## Exercise brief
Copy out the part of the items below that opens with the line containing "Where in the photo above can the blue sky" and closes with the line containing "Where in the photo below can the dark", keeping both of those lines and reproducing every line without change.
─── Records to process
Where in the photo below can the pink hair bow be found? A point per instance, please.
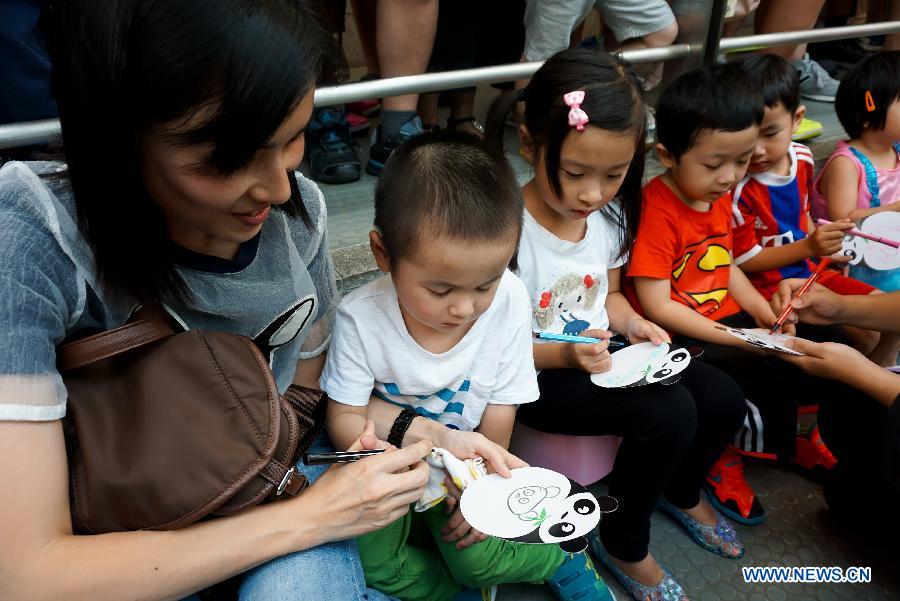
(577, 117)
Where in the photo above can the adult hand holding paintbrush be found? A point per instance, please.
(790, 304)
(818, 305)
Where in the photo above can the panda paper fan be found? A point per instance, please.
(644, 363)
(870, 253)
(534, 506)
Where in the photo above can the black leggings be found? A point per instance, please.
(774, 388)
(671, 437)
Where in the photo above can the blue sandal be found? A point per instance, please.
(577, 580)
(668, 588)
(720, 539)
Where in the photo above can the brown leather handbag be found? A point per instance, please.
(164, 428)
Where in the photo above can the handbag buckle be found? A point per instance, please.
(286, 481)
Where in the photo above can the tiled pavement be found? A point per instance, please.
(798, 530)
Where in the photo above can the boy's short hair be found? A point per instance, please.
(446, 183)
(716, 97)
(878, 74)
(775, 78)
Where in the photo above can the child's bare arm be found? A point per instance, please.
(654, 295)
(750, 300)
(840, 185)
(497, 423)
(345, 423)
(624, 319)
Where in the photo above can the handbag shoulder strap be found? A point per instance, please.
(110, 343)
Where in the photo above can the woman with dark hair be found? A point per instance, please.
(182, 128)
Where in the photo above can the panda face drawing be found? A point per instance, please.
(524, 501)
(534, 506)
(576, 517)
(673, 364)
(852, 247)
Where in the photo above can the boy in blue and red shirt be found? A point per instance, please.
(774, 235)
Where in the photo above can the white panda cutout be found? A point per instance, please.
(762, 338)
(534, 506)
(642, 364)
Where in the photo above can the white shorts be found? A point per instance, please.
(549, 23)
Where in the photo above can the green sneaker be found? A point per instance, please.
──────
─── Records to process
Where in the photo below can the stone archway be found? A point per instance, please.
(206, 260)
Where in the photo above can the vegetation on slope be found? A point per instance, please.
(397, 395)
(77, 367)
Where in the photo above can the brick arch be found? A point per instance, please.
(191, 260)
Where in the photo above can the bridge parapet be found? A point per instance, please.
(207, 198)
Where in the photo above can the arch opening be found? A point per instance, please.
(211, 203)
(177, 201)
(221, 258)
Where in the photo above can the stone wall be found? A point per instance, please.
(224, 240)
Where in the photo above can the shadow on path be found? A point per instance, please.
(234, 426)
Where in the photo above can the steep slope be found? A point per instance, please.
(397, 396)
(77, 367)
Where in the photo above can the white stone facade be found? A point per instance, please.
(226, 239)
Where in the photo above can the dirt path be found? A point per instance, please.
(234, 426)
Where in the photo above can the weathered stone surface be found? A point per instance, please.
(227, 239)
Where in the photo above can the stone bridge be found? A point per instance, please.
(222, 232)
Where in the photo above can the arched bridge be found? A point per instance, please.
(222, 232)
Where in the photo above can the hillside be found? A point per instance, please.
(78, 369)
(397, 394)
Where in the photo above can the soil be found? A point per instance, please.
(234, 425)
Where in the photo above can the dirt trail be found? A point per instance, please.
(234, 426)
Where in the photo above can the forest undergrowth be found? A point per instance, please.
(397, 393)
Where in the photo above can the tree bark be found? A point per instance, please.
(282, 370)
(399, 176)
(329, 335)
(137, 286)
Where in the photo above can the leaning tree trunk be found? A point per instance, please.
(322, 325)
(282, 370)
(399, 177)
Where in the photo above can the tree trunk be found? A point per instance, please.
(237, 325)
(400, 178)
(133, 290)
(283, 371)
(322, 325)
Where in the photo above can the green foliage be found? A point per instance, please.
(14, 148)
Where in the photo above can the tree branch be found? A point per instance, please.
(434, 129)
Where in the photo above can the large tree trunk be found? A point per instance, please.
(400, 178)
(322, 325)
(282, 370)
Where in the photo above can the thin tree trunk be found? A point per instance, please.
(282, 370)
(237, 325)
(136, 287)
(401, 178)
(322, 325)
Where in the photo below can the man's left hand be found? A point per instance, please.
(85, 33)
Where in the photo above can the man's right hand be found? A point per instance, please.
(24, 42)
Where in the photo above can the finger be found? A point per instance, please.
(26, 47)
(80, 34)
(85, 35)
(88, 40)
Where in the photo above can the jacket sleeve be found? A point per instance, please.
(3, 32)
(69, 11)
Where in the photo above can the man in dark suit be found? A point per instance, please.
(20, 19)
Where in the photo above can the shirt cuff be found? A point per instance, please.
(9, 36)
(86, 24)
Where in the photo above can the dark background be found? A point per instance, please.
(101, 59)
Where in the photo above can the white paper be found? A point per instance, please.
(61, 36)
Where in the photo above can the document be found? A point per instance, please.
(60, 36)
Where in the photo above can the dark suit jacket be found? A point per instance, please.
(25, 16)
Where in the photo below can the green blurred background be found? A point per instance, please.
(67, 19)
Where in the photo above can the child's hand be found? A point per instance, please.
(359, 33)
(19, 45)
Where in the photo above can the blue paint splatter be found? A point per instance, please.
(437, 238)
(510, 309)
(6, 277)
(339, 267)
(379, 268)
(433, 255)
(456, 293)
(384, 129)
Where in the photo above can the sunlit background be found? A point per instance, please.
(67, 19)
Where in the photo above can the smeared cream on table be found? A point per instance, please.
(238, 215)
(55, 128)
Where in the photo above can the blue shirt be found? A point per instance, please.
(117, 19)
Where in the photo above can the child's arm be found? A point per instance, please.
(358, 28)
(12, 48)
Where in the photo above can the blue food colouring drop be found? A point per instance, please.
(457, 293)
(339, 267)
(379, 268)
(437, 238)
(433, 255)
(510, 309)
──────
─── Records to process
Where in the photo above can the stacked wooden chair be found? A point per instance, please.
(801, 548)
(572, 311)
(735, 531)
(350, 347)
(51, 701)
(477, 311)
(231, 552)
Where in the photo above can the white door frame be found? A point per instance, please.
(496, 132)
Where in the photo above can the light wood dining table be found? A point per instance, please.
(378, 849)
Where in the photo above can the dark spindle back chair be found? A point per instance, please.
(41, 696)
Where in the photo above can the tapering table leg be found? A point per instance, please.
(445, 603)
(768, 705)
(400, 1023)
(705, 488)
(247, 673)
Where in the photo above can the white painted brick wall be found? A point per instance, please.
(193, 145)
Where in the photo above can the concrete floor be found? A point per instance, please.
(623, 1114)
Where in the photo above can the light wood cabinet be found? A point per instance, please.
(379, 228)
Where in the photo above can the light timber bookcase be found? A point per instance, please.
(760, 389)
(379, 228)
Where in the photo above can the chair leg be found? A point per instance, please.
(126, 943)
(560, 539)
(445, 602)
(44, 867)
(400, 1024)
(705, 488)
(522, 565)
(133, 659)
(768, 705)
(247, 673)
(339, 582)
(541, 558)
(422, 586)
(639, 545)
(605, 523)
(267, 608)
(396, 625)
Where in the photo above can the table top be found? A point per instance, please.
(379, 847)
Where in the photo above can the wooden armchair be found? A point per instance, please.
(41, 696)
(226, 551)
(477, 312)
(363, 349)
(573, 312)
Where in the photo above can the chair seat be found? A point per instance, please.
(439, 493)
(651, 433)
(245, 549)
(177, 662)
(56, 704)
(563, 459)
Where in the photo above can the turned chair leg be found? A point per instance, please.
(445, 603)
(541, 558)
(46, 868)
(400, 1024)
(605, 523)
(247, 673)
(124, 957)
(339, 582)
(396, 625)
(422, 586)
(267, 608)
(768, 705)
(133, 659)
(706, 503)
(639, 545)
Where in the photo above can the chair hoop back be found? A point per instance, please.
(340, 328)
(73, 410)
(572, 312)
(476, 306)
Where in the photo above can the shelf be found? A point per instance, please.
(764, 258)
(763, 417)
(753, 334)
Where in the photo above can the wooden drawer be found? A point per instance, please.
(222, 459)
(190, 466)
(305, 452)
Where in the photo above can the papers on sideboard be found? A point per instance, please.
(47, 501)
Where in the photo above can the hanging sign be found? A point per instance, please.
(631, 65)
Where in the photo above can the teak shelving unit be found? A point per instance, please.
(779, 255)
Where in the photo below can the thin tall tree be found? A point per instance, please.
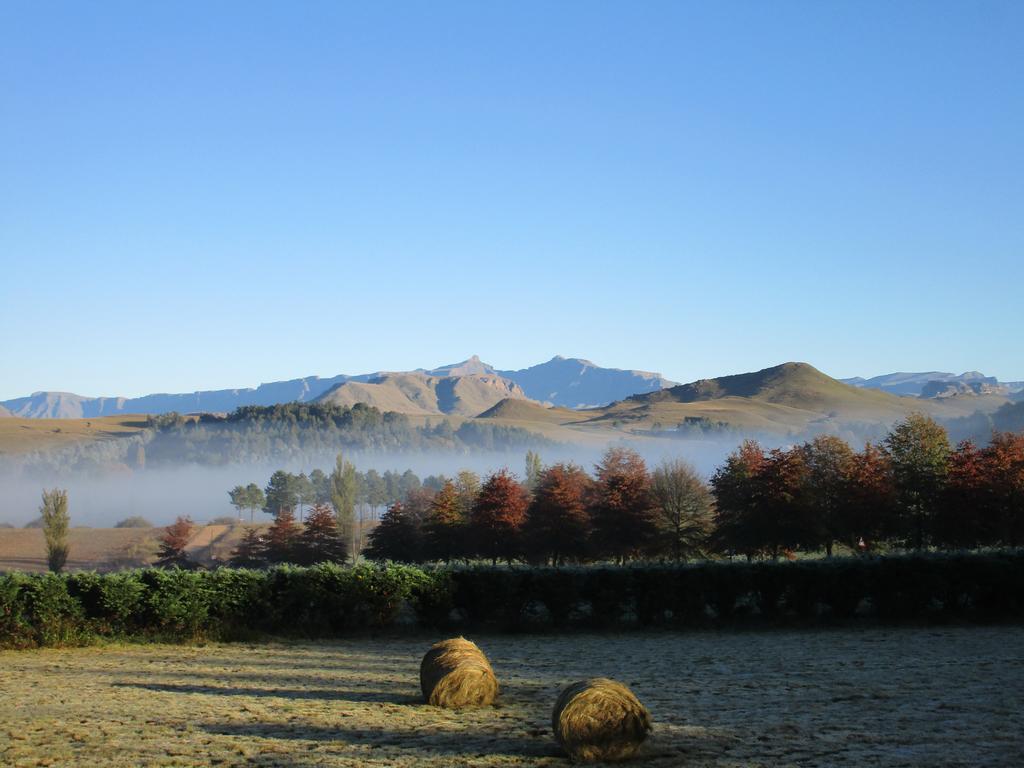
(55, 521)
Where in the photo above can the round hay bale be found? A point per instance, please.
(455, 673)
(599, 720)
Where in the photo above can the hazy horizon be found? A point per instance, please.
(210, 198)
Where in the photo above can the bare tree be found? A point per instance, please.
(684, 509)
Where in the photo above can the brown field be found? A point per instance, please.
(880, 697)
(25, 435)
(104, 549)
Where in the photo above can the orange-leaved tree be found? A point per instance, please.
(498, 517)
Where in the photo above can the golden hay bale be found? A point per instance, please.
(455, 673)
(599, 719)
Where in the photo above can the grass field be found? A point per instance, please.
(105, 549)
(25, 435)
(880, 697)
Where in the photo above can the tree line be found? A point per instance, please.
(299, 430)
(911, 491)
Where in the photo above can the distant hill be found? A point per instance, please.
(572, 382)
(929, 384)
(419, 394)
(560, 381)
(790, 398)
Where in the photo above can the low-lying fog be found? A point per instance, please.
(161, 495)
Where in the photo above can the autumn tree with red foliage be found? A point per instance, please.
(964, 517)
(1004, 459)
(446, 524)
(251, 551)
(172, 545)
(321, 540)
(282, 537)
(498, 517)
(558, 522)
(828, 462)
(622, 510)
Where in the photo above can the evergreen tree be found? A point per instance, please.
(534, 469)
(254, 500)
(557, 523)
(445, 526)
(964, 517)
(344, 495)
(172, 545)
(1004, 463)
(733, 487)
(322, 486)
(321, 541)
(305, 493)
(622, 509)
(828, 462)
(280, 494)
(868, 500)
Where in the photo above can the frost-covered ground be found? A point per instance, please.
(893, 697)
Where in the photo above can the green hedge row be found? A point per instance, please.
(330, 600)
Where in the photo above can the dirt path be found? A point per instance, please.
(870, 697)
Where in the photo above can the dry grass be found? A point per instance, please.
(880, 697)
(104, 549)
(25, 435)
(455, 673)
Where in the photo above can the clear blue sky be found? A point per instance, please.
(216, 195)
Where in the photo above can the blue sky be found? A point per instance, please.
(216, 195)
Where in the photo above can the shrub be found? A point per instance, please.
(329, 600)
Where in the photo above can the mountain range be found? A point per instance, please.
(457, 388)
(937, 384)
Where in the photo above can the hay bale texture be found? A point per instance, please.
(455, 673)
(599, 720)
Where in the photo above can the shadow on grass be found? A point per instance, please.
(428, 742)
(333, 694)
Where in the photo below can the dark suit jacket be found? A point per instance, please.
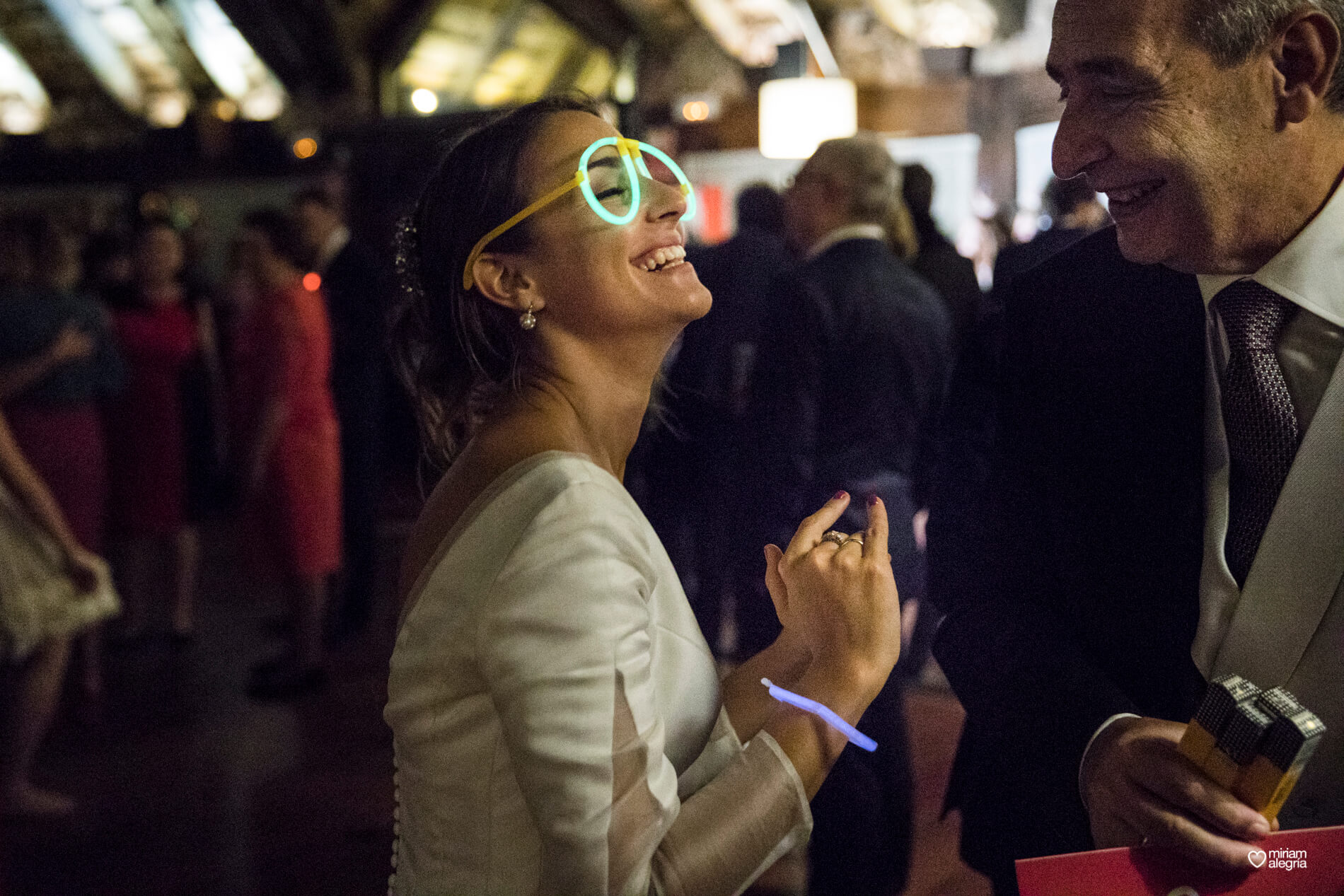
──────
## Correct response
Where in the photo above can the blue sky be found? A point per instance, please.
(216, 195)
Where in the photo above can the shrub be found? A point per instance, please.
(329, 600)
Where in the photo above can the mountain range be found? A point per instance, please.
(457, 388)
(937, 384)
Where in the photo above can the hay bale texture be found? A point per instance, please.
(455, 673)
(599, 720)
Where in the photo above can the shadow on grass be found? A point per instance, please.
(428, 742)
(333, 694)
Where in the photo below can the dark suit jacket be found? A point per instance, please.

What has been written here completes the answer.